== Task requirements ==
Please copy every one of the following lines word for word, and leave the pictures out of your answer.

== Recorded data ==
* * *

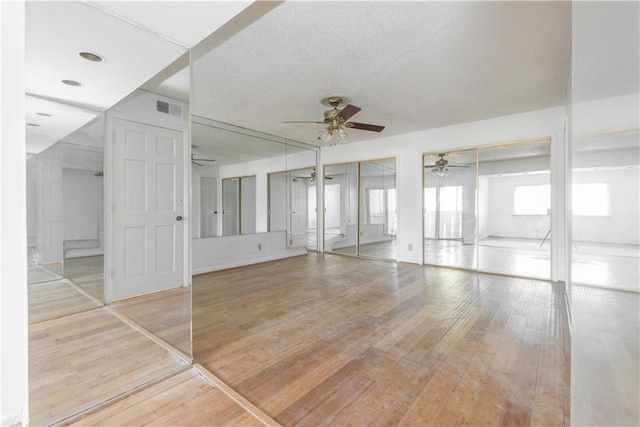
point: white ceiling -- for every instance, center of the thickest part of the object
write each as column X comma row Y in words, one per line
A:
column 137, row 39
column 409, row 65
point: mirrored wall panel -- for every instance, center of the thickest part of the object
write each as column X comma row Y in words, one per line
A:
column 45, row 215
column 360, row 209
column 450, row 211
column 295, row 191
column 341, row 208
column 514, row 210
column 378, row 206
column 489, row 209
column 605, row 200
column 83, row 202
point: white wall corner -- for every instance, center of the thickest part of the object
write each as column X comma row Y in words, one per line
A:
column 14, row 390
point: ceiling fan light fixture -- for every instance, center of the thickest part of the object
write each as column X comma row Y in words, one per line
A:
column 440, row 172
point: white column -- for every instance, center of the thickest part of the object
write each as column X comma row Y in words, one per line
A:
column 13, row 225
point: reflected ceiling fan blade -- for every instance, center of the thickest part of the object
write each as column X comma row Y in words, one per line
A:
column 348, row 111
column 364, row 126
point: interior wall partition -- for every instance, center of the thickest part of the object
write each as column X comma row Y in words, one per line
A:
column 489, row 209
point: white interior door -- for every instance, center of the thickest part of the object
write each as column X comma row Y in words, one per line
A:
column 230, row 201
column 208, row 207
column 148, row 207
column 299, row 214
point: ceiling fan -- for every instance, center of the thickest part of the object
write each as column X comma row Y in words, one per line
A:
column 337, row 120
column 441, row 167
column 197, row 162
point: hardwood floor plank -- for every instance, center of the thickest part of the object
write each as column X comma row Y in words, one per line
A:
column 81, row 360
column 324, row 339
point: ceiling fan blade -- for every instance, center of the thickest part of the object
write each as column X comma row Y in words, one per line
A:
column 364, row 126
column 348, row 111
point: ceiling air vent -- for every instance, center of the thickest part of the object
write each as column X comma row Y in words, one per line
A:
column 165, row 107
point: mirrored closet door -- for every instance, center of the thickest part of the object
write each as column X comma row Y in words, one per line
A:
column 489, row 209
column 360, row 217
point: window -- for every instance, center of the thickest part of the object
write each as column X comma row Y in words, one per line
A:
column 590, row 199
column 531, row 199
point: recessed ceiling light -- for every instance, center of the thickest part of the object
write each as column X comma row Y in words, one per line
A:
column 90, row 56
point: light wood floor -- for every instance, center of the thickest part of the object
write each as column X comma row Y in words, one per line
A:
column 50, row 300
column 333, row 340
column 80, row 360
column 605, row 357
column 88, row 273
column 166, row 314
column 185, row 399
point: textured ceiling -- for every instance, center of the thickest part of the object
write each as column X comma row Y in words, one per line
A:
column 137, row 39
column 409, row 65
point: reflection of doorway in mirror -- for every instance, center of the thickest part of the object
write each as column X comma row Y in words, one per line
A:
column 208, row 207
column 230, row 194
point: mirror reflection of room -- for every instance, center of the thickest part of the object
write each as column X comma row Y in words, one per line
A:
column 605, row 199
column 489, row 209
column 83, row 200
column 360, row 209
column 449, row 209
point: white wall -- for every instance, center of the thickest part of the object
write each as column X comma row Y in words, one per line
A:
column 14, row 408
column 217, row 253
column 81, row 202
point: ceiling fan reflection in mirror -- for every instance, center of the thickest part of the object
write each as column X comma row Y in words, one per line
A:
column 337, row 120
column 312, row 176
column 441, row 167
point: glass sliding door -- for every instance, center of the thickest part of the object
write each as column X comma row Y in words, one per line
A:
column 378, row 221
column 450, row 209
column 514, row 199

* * *

== Task response ==
point: white ceiling -- for every instance, center of the thickest part of the object
write each as column X comma row Y in words, one per line
A:
column 137, row 39
column 409, row 65
point: mirrored wall panel -- for every instance, center of the thickest part of the object
write each as column X comma row Y in words, one per line
A:
column 45, row 215
column 360, row 209
column 450, row 211
column 295, row 191
column 341, row 208
column 514, row 210
column 378, row 206
column 489, row 209
column 605, row 200
column 83, row 202
point: white wall corner -- for every instance, center of the thickest part of the object
write each as column X comma row Y in words, one per line
A:
column 14, row 390
point: ceiling fan light fixture -- for every instance, center of the thickest part of the object
write each as column X comma row Y in words, one per line
A:
column 440, row 172
point: white column -- for every instance, center of the thickest part of the object
write each as column X comma row Y in words, one per line
A:
column 13, row 225
point: reflected ceiling fan blade -- for every instance, center of the thickest part of the object
write each as column X comma row Y in words, one per line
A:
column 348, row 111
column 364, row 126
point: interior wall partition -- for every instance, center of the thickest part of the object
write each as column X comma row Y in words, one per line
A:
column 489, row 209
point: white interior door -- for every instance, center of the thickest part of the object
write each as column X comma row Y in words, one per line
A:
column 230, row 201
column 208, row 207
column 148, row 207
column 299, row 214
point: ceiling fan -- for every instance, center of the thickest part of the object
write each as column X comma row Y in words, one per line
A:
column 337, row 120
column 441, row 167
column 197, row 162
point: hardwood floor plank -- for every instance, center of the thickest part of the object
write each as column X comma row Y in words, one per line
A:
column 81, row 360
column 324, row 339
point: ceiling fan blade -- for every instance, center of the thickest part of the object
write each as column X comma row Y in words, one per line
A:
column 364, row 126
column 348, row 111
point: ceiling air vent -- for every instance, center of the thickest part of the object
write each as column X comma row Y in words, one per line
A:
column 165, row 107
point: mirrored closet door -- for every instance, center of the thickest part of the object
write each as column X comma row Y in words, one per line
A:
column 489, row 209
column 360, row 217
point: window -- for every instance, center of the thickest part of the object
write each as column X comma row Y in words, one per line
A:
column 590, row 199
column 531, row 199
point: recessed ceiling light -- for every instance, center of the thickest part of the object
write each as column X comma row Y in words, one per line
A:
column 90, row 56
point: light wood floor -- for every instance, center of the thickest part of the object
write each as column X comma row Y in words, one per line
A:
column 50, row 300
column 333, row 340
column 80, row 360
column 605, row 357
column 88, row 273
column 166, row 314
column 185, row 399
point: textured ceiling -- for every instance, center of the thickest part of the object
write each as column X comma row Y in words, one per line
A:
column 137, row 39
column 409, row 65
point: reflection of doorway in mirror -- for every instance, center of the thickest part of the object
write each as column X comma row Y in words, one per line
A:
column 208, row 207
column 230, row 194
point: mirror reflection of room -- for every instance, center of the thickest part of the object
write each as column X comma row Y in words, one per line
A:
column 605, row 199
column 489, row 209
column 83, row 200
column 360, row 209
column 449, row 209
point: white wall -- for every instance, center of the thickest part of the object
write each as column X comma row Y in words, one per line
A:
column 14, row 408
column 217, row 253
column 81, row 202
point: ceiling fan reflection in mirror -- for every instance, center of the thickest part of the object
write each as column X comma row Y in words, one per line
A:
column 337, row 120
column 312, row 176
column 441, row 167
point: glass sliding door -- for every instance, center of the thickest part of the object
write each as column X comma row Y in words, one per line
A:
column 378, row 221
column 450, row 209
column 514, row 199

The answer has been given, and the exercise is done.